Copy the data from its first line through the line containing "left=175, top=363, right=201, bottom=373", keeping the requests and their format samples unchanged. Shift every bounding-box coordinate in the answers by adding 22 to it.

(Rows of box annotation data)

= = = = =

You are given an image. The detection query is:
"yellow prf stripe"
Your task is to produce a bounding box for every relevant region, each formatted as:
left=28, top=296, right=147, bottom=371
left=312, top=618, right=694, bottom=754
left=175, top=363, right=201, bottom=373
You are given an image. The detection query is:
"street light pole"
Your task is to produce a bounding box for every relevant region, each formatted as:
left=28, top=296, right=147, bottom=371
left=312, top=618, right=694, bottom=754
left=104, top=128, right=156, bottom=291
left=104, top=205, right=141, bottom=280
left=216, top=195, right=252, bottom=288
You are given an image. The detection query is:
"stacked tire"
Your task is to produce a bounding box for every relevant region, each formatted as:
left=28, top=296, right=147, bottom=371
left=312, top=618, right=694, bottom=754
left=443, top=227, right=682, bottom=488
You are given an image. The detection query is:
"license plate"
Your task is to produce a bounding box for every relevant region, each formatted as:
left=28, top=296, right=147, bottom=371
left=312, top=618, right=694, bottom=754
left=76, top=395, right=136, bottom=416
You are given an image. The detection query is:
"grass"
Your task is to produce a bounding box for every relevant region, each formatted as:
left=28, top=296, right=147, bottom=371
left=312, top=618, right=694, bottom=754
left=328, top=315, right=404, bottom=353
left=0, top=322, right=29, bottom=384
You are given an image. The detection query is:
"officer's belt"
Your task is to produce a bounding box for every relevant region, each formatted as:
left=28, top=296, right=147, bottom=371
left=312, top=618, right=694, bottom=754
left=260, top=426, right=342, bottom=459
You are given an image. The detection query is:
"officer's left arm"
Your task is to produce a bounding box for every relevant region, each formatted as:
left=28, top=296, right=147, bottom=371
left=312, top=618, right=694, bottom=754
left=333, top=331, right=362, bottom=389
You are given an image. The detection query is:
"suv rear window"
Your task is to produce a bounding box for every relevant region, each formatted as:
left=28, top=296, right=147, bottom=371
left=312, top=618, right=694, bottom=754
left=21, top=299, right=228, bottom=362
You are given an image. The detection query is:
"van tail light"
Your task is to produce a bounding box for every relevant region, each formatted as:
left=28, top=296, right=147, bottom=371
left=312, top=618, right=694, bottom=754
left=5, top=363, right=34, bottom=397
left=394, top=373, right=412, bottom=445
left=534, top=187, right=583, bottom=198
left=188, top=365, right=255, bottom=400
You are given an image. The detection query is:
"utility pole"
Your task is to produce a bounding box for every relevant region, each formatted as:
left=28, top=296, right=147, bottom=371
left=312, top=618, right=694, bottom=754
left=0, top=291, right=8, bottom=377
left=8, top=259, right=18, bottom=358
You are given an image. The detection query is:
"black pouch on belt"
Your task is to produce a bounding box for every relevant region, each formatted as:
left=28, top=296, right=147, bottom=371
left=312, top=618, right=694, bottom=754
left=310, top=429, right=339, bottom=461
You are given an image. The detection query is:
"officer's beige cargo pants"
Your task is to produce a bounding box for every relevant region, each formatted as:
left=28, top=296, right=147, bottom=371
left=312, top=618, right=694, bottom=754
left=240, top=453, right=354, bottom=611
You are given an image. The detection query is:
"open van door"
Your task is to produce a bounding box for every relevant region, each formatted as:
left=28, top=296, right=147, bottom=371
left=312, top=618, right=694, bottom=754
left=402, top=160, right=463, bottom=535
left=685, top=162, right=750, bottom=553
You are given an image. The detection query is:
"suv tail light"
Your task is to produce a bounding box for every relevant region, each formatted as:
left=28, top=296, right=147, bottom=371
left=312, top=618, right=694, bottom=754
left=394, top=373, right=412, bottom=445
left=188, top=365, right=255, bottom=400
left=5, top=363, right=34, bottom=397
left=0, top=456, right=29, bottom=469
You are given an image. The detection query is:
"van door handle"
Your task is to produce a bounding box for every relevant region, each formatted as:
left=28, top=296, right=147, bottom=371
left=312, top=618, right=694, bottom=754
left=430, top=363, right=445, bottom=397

= = = = =

▸ Finished answer
You are given an image. The detection query is:
"yellow prf stripe"
Your task is to produce a bounding box for every relevant region, each formatted as:
left=28, top=296, right=147, bottom=371
left=312, top=618, right=694, bottom=754
left=197, top=385, right=223, bottom=395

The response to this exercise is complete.